### Required tasks
**1)** Answer these questions about the TV on the Radio review:
(a) Which label signed the band based purely on the sound of their demo?
(b) What were Sitek and Adebimpe doing in 2001?
(c) What is the title of the first song on the EP?
**2)** Reproduce the part of the TV on the Radio review between "The EP is a" and "around for spirituality.", inclusive.

### Page excerpt
# # # # # # #

The first band ever signed to Touch and Go based purely on the sound of their demo, TV on the Radio incorporate the generous, supportive swirl buzzing around the burgeoning sonic partnership of Yeah Yeah Yeahs and Liars producer David Andrew Sitek and vocalist Tunde Adebimpe. And if you've been following the Williamsburg hype and deflation, you might feel, as I do, that the nexus of these three bands has made all the attendant shoe-gazing worthwhile--or better yet, irrelevant.

Blessed with drop-in performances by YYYs members Nick Zinner and Brian Chase and Liars' Aaron Hemphill, who threw in some sweet noise candy, the five songs on Young Liars represent the twisted wistfulness of its central two friends. On the EP, Sitek and Adebimpe, who spent their days in 2001 selling paintings on the street, are obviously using their pedals and black boxes as a way to take things apart and reassemble, to compose the frame, to apply and remove layers in an ongoing lifetime project. And in the course of that constant conversation, they're not ashamed to sound like Oz-bound balladeers. Or to take a serious run at gospel. Rumor has it that their approach will change to something unrecognizable on their full-length album due out in February, but if the addition of new band member Kyp Malone (bassist and Afroed star of the brilliant indie film Scumrock) is any indication, things will only get tastier.

The EP is a bold mix of looping electronic fuzz and pleading vocals, frequently looped in real time to create ethereal counterpoint and inspired harmonies. Recorded in 2002, what they came up with is, in essence, one of the more affecting sonic representations of 9/11 aftermath in New York--an account of the indirect emotional effects that its violence, chaos, and still-fervid reactionary blitzkrieg had on people with a distaste for mass grieving rituals or even mass protest. It's nothing less than the sound of confusion, lonely rage, the latent agency of disaffected indie-adults feeling around for spirituality.

Making good on the cog-dis technological scramble implied by their name, the premise of the first song, "Satellite," is like a Grandaddy techno-fetish bad trip involving the watery downing of the titular orbiter. Adebimpe, in laconic and frantic dissonant looped harmony, calls out, "Waiting for a signal or a sound/Where can you be found now/ My love?" The effect is Solaris-surreal, especially as, over a latecoming Tull-style flute amid a centrifuge of electronically singed debris, Adebimpe scales up into falsetto la-las. It's the sound of wanting to understand the world while locked in a cold-water flat.

# # # # # # #

### Data excerpts
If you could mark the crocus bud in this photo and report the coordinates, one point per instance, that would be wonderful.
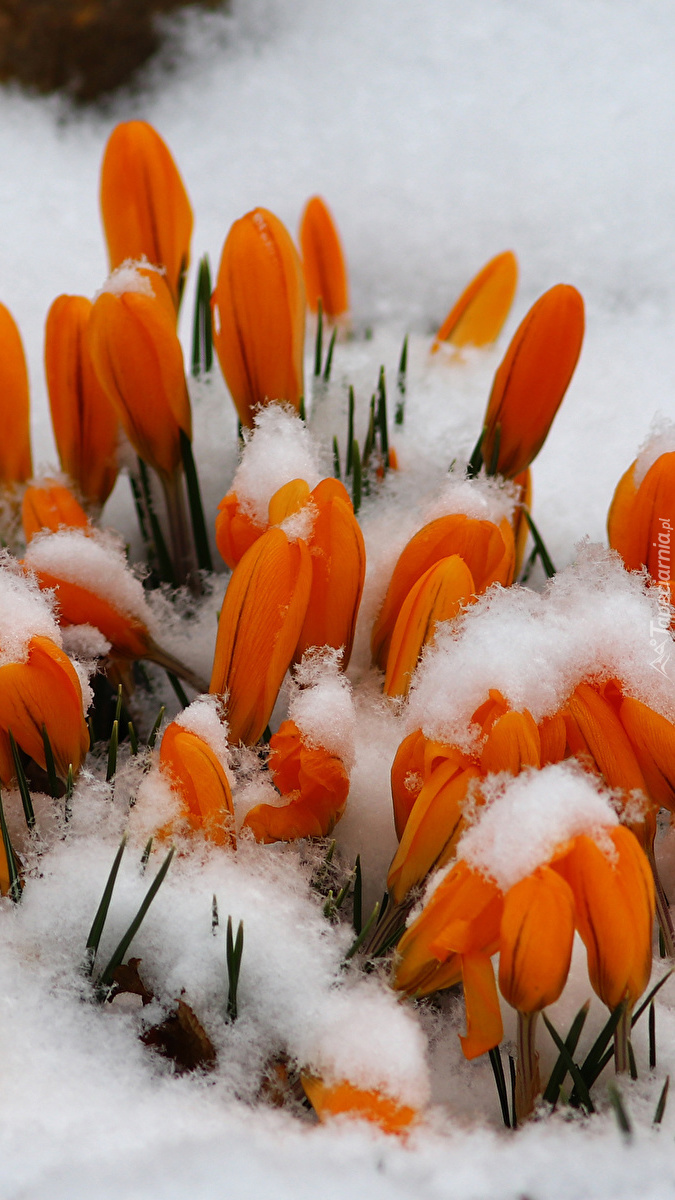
(258, 629)
(258, 307)
(85, 423)
(16, 465)
(323, 263)
(316, 783)
(531, 381)
(43, 693)
(438, 594)
(138, 361)
(482, 546)
(144, 204)
(196, 773)
(478, 316)
(51, 507)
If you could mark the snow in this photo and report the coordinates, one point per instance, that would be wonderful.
(438, 135)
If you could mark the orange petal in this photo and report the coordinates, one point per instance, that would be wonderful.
(16, 463)
(258, 306)
(338, 561)
(513, 743)
(536, 939)
(197, 774)
(144, 204)
(532, 379)
(614, 907)
(484, 1029)
(258, 628)
(51, 507)
(434, 825)
(345, 1099)
(85, 423)
(45, 691)
(438, 594)
(138, 361)
(479, 543)
(478, 316)
(323, 262)
(236, 531)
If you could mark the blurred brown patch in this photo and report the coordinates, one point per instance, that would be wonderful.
(83, 47)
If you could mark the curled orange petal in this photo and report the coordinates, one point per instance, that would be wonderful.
(532, 379)
(258, 629)
(258, 307)
(144, 204)
(478, 316)
(85, 423)
(323, 262)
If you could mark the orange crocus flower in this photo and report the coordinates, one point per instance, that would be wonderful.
(43, 691)
(51, 507)
(16, 463)
(531, 381)
(438, 594)
(85, 423)
(487, 550)
(258, 307)
(323, 262)
(144, 204)
(641, 520)
(138, 361)
(344, 1098)
(197, 774)
(316, 783)
(260, 623)
(478, 316)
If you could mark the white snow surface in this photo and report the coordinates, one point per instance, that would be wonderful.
(438, 135)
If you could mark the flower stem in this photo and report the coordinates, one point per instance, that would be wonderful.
(527, 1068)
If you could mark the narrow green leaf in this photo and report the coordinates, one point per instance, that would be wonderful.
(106, 978)
(113, 753)
(556, 1079)
(51, 765)
(96, 930)
(196, 508)
(622, 1119)
(574, 1071)
(155, 729)
(329, 357)
(24, 791)
(500, 1081)
(662, 1102)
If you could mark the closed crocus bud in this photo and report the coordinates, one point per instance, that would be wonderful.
(85, 423)
(197, 774)
(323, 262)
(236, 531)
(482, 546)
(338, 559)
(258, 307)
(614, 901)
(138, 361)
(258, 629)
(440, 594)
(531, 381)
(342, 1098)
(641, 520)
(315, 780)
(144, 204)
(43, 693)
(16, 463)
(53, 507)
(478, 316)
(434, 826)
(536, 939)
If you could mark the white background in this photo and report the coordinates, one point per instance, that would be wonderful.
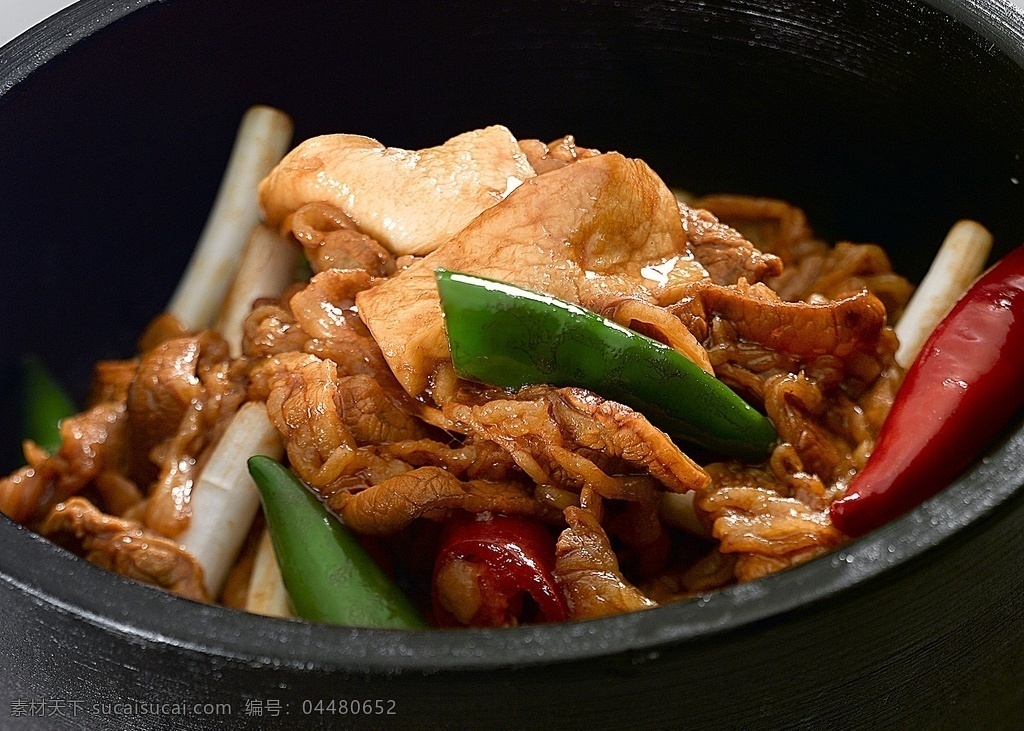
(18, 15)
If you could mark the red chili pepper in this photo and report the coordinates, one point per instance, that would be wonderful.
(965, 386)
(487, 568)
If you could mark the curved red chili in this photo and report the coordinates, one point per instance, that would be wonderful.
(966, 384)
(496, 571)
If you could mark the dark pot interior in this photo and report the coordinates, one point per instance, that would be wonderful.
(885, 120)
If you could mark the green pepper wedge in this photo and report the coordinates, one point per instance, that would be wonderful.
(45, 404)
(509, 337)
(329, 576)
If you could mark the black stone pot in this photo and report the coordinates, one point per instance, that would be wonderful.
(886, 120)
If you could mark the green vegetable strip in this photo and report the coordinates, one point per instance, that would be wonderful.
(329, 576)
(46, 404)
(509, 337)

# # # # # # #

### Task responses
**1)**
(a) Touch and Go
(b) Selling paintings on the street
(c) "Satellite"

**2)**
The EP is a bold mix of looping electronic fuzz and pleading vocals, frequently looped in real time to create ethereal counterpoint and inspired harmonies. Recorded in 2002, what they came up with is, in essence, one of the more affecting sonic representations of 9/11 aftermath in New York--an account of the indirect emotional effects that its violence, chaos, and still-fervid reactionary blitzkrieg had on people with a distaste for mass grieving rituals or even mass protest. It's nothing less than the sound of confusion, lonely rage, the latent agency of disaffected indie-adults feeling around for spirituality.